## DATASET RECORDS

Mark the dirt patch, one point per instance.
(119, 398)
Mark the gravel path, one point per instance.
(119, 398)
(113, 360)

## EXERCISE DIRECTIONS
Please rewrite all of the records with "instance" replaced by "occurrence" and everything else left unchanged.

## TASK ANSWER
Mark the dirt patch, one point per occurrence.
(119, 398)
Mark the gravel path, one point per occurrence.
(119, 398)
(113, 360)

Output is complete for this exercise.